▶ _TEXT SEGMENT_
====

In this tutorial, we will tie up derivatives with the Newton-Raphson method, as well as introduce our major theorems including the Intermediate Value Theorem, Mean Value Theorem, and Extreme Value Theorem. Lastly, I will discuss continuity of functions.

Newton-Raphson Method
The Newton-Raphson method is an iterative way to find the roots of a function. The formula for this method is as follows: x[i+1] = x[i] - f(x[i])/f'(x[i]). Since the derivative is the denominator, an f' value of 0 can throw us off, as well as a discontinuous or non-existant derivative at a root. Our last major condition to take into account is if the function does not converge onto a root. In this case, you will want to cap on the number of iterations.

One common use of the Newton-Raphson method is to find the square roots of numbers. This is quite easy to do by setting up a quadratic: x^2 - n = 0, where n is the number we want to find the square root of. For example, let's say n = 2. So our derivative is 2x, and we set up our equation: x[i+1] = x[i] - (x^2-2)/2x. Now we just need a good initial estimate. Since we know the sqrt(2) is between 1-2, 1.75 is a good estimate. Try to guestimate rather than picking arbitrary numbers. Guestimation can improve accuracy and the number of iterations for convergence.

So for our iterations, we get:
x[1] = 1.75 - (1.0625)/3.5
x[2] = 1.45 - (1.45^2-2)/2.9
x[3] = 1.41 - (1.41^2 - 2)/2.82

After only a few iterations, we start to see x converge to the sqrt(2), which is 1.4142.

There are some functions though, for which the Newton-Raphson method is not effective. One such function is f(x) = x^2+3. If we try to solve this using the quadratic formula: x = +-sqrt(-4)/2, we get imaginary roots. So when we apply the Newton-Raphson method here, it will not converge.

A good initial guess here is x = 1. So applying that, we get:
x[1] = 1 - 4/2 = -1
x[2] = -1 + 4/2 = 1

As we see, the Newton-Raphson method will return a list of oscillating values.

Intermediate Value Theorem
The intermediate value theorem is pretty simple. If we think about driving on the highway, we can apply the intermediate value theorem. In the given context, it means we go from 60-65 mpr, then we have to go through 61-64 mph to get there. Generalizing it back to math, the formal definition is (given that the function is continuous) that if there is an interval [a,b], there is some number c between f(a) and f(B) inclusive such that f(x) = c.

The squeeze theorem is an extension of the intermediate value theorem. It states that given functions f(x), g(x), and h(x) such that f(x) <= g(x) <= h(x), if lim(x-->a)f(x) and lim(x-->a)h(x) converge on the same value at x = c, then lim(x-->a)g© converges on that same value. Essentially, g(x) is being squeezed between f(x) and h(x). The following image demonstrates graphically how this appears.
Posted Image

Mean Value Theorem
The mean value theorem states that at some point on the interval [a,b], there exists a point c where the instantaneous velocity is equivelant to the average velocity. Recall that the average velocity is simply the slope formula: deltaY/deltaX. So f'© = (y2 - y1)/(x2 - x1). If we know f'(x) or can derive it, solving for c becomes relatively straight-forward.

Extreme Value Theorem
As the name implies, the extreme value theorem deals with the extrema (maxima and minima) of a function on a closed interval [a,b]. It states that on such an interval, the function takes on a maximum value at some point, as well as a minimum value at another point. It is this theorem that tells us when examining an interval to check our endpoints as well as critical points (points where the derivative = 0) to find the local extrema.

====

▶ _THE TASKS_
a: List every section heading in the calculus tutorial.
b: Reproduce the part of the calculus tutorial starting with "Posted Image" and going on through "the local extrema.".

(Collected data entries)
====

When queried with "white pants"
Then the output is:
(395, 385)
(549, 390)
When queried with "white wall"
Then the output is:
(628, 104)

====

▶ _RESULTS OF THE TASKS_
a:
Newton-Raphson Method
Intermediate Value Theorem
Mean Value Theorem
Extreme Value Theorem

b:
Posted Image

Mean Value Theorem
The mean value theorem states that at some point on the interval [a,b], there exists a point c where the instantaneous velocity is equivelant to the average velocity. Recall that the average velocity is simply the slope formula: deltaY/deltaX. So f'© = (y2 - y1)/(x2 - x1). If we know f'(x) or can derive it, solving for c becomes relatively straight-forward.

Extreme Value Theorem
As the name implies, the extreme value theorem deals with the extrema (maxima and minima) of a function on a closed interval [a,b]. It states that on such an interval, the function takes on a maximum value at some point, as well as a minimum value at another point. It is this theorem that tells us when examining an interval to check our endpoints as well as critical points (points where the derivative = 0) to find the local extrema.